▶ _Exercise aim_
Retype each of the rows below verbatim, in the same order.
[Start of Supplied entries]
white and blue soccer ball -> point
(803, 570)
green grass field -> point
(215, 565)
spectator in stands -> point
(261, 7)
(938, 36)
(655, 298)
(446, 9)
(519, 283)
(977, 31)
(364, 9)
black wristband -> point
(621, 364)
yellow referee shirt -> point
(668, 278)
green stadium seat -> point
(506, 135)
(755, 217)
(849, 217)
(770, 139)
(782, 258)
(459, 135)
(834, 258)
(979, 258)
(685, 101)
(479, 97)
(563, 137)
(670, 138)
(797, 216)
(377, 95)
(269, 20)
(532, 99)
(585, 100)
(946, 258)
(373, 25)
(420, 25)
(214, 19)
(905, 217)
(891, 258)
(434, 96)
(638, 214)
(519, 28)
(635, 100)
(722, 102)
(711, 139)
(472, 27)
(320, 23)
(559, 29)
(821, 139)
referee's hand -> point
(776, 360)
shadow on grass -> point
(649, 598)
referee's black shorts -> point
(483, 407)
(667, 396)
[End of Supplied entries]
▶ _The solution_
white and blue soccer ball -> point
(803, 570)
green grass field -> point
(215, 565)
spectator in stands -> point
(261, 7)
(938, 36)
(655, 298)
(446, 9)
(519, 283)
(977, 31)
(364, 9)
black wristband -> point
(621, 364)
yellow referee shirt -> point
(668, 278)
green stadium seat -> point
(506, 135)
(755, 217)
(849, 217)
(770, 139)
(782, 258)
(459, 135)
(834, 258)
(979, 258)
(685, 101)
(479, 97)
(563, 137)
(670, 138)
(797, 216)
(377, 95)
(269, 20)
(532, 99)
(585, 100)
(946, 258)
(373, 25)
(420, 25)
(214, 19)
(905, 217)
(891, 258)
(434, 96)
(638, 214)
(519, 28)
(635, 100)
(722, 102)
(711, 139)
(472, 27)
(320, 23)
(559, 29)
(821, 139)
referee's hand -> point
(776, 360)
shadow on grass -> point
(649, 598)
referee's black shorts -> point
(483, 407)
(667, 396)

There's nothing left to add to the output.